··· Excerpt

Review Date: 2008-03-20
As I look forward to again attending The Prairie Festival at The Land again this year, I relished reading this book. It was fascinating reading the four authors' discussions of their work and their lives as they intersect their published writing.

This book also spoke to my interest in the Operation Migration project which is leading the way for the whooping cranes to again be wild and part of the land. John Price ponders and dissects the importance of place and the meaning of home and how we can follow Wendell Berry in really knowing about the place where we live.

"Though Heat-Moon's final quest for memory is a times awkward and self-conscious, it is for him essential. If America, if the human species, is to survive, then it must work actively to rejuvenate and reconstruct geographically specific, ancestral paradigms-deep maps-that move it toward a grand harmony of people and places."

Anyone who has seen the movie "Into the Wild" will resonate with Price's description of the effects of William Trogdon's decision to write "Prairy Erth" under the name William Least Heat-Moon.

······
··· Data

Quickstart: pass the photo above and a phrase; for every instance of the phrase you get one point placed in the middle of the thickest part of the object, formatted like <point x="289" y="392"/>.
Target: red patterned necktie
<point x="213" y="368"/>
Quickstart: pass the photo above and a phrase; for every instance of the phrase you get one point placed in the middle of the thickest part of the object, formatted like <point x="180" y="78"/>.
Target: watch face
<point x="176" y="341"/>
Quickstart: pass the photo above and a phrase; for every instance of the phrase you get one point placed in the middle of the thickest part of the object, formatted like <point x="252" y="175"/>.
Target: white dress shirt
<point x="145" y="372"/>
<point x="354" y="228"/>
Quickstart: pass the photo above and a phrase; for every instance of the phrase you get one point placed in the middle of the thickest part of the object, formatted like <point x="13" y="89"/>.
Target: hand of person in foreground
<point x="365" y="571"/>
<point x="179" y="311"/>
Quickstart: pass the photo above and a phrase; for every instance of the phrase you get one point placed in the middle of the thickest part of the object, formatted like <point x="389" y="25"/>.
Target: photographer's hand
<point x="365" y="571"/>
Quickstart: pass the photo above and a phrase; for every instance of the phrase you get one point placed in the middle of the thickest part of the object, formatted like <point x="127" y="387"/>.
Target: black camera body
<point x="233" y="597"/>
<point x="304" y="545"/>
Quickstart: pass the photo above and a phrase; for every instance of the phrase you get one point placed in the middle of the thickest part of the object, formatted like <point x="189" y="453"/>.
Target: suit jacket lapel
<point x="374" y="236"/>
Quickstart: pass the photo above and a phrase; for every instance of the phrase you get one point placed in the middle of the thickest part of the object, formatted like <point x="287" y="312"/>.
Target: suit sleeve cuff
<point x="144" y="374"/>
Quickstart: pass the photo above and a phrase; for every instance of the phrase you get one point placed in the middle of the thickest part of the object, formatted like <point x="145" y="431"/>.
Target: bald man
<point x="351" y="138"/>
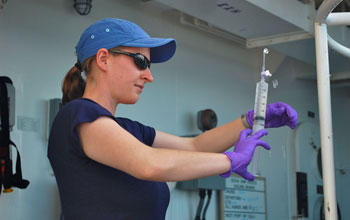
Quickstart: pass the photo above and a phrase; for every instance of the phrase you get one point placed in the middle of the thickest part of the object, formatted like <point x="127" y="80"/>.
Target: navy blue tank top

······
··· Data

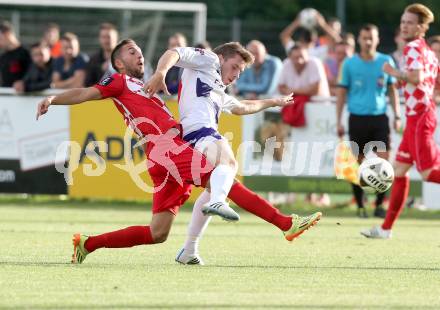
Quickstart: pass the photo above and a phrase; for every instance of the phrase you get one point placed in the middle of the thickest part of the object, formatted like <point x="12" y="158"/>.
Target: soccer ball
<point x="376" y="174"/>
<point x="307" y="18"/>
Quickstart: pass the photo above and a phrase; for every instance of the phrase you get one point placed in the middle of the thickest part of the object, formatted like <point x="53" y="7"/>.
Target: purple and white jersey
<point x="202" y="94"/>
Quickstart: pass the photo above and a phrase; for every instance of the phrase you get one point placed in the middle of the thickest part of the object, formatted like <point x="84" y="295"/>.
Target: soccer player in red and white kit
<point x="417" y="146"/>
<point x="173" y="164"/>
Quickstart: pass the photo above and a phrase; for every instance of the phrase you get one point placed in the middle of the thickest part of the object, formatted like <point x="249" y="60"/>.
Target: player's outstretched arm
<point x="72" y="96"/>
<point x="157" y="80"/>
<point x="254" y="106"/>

······

**List of tasks**.
1. Give the full names (first name and surname) of every person mentioned in the book review.
2. Transcribe the book review word for word, from "This book also" to "William Least Heat-Moon.".
3. Answer these questions from the book review:
(a) What review date does it give?
(b) Which birds is the Operation Migration project helping to become wild again?
(c) What book did William Trogdon write under the name William Least Heat-Moon?
Rely only on the book review when you respond.

**Problem solutions**.
1. John Price, Wendell Berry, William Trogdon, William Least Heat-Moon

2.
This book also spoke to my interest in the Operation Migration project which is leading the way for the whooping cranes to again be wild and part of the land. John Price ponders and dissects the importance of place and the meaning of home and how we can follow Wendell Berry in really knowing about the place where we live.

"Though Heat-Moon's final quest for memory is a times awkward and self-conscious, it is for him essential. If America, if the human species, is to survive, then it must work actively to rejuvenate and reconstruct geographically specific, ancestral paradigms-deep maps-that move it toward a grand harmony of people and places."

Anyone who has seen the movie "Into the Wild" will resonate with Price's description of the effects of William Trogdon's decision to write "Prairy Erth" under the name William Least Heat-Moon.

3.
(a) 2008-03-20
(b) Whooping cranes
(c) "Prairy Erth"